### RECORDED DATA

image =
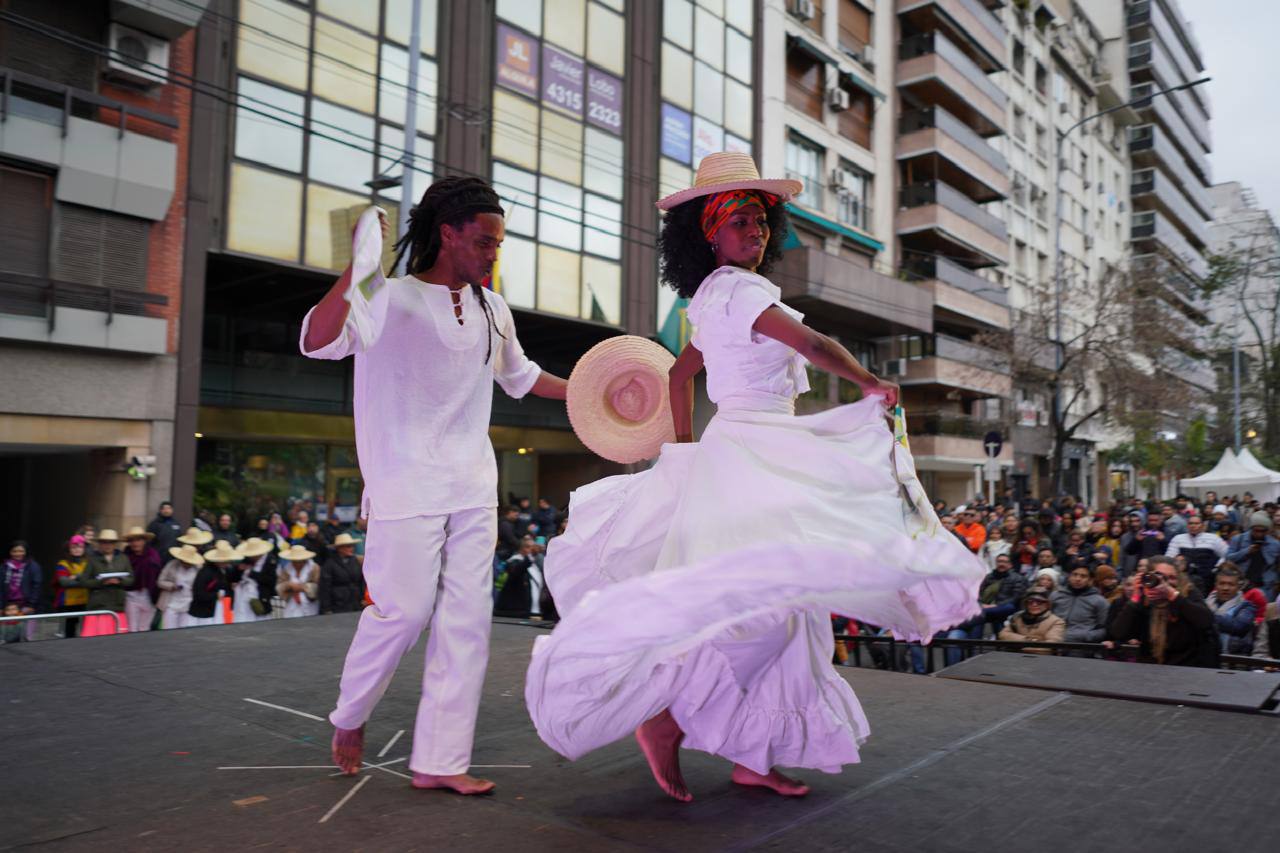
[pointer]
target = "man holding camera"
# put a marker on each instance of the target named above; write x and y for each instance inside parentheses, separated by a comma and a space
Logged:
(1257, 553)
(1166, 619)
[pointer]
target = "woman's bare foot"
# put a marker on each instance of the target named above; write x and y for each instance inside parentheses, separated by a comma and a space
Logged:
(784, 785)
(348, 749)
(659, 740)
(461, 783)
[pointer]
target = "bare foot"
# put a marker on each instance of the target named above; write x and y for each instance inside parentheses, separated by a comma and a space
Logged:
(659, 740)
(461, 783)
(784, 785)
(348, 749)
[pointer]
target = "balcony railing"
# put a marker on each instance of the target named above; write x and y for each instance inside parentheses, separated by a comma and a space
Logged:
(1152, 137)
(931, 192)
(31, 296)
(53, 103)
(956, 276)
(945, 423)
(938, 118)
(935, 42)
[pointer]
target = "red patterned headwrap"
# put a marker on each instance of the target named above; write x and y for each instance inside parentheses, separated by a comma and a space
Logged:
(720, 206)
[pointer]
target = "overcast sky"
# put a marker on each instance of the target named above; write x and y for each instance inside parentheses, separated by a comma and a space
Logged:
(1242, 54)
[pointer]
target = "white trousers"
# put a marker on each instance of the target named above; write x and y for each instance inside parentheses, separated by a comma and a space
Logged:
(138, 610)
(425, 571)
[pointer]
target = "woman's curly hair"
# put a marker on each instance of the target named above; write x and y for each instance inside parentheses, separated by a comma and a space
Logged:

### REQUIRED TASK
Each entry shown above must be quoted exactly, with its pictures left out.

### FINISHED EXERCISE
image =
[pointer]
target = "man holding camera"
# put a marker on each instance of the target named above; write x and y for each instance inside parentheses, separated by a comma and a space
Logged:
(1257, 553)
(1166, 619)
[pointer]
target = "woman's bare foot"
# put a marker on each instance of the target named above; write x and y for each instance inside parentheses, separated by a comma and a space
Logged:
(784, 785)
(348, 749)
(659, 740)
(461, 783)
[pointer]
target = "bare foot"
# put a marker on each instance of the target named above; write x and y for each instance inside parentheses, separated by a comma and a space
Logged:
(659, 740)
(461, 783)
(784, 785)
(348, 749)
[pointer]
target = "balcony railing"
# put a marker on each instance of the target named above; write x and y for each instance inside parentheses, separated by a comma and a space
Logged:
(1152, 137)
(931, 192)
(31, 296)
(53, 103)
(956, 276)
(945, 423)
(938, 118)
(935, 42)
[pointer]
target = "red patterned headwrap"
# put a marker on each instance of the target named above; write x and y for each instance inside parentheses, separated by a comma and a space
Logged:
(720, 206)
[pointer]
target = "overcast sky"
# put a marker on each instance of the target named above; write x and y for each instance inside parentheses, separated by a comma and a space
Logged:
(1242, 54)
[pointer]
target = "white trousers"
# put a marker on each instance of the target named above; write x and y for each instance inside parentheses, separated by a comma and a space
Logged:
(138, 610)
(425, 571)
[pointer]
target = "woman's curly hair"
# put a marker on each instance of the target named above; write x and y for each instance inside parentheses, separated by a comma and a space
Logged:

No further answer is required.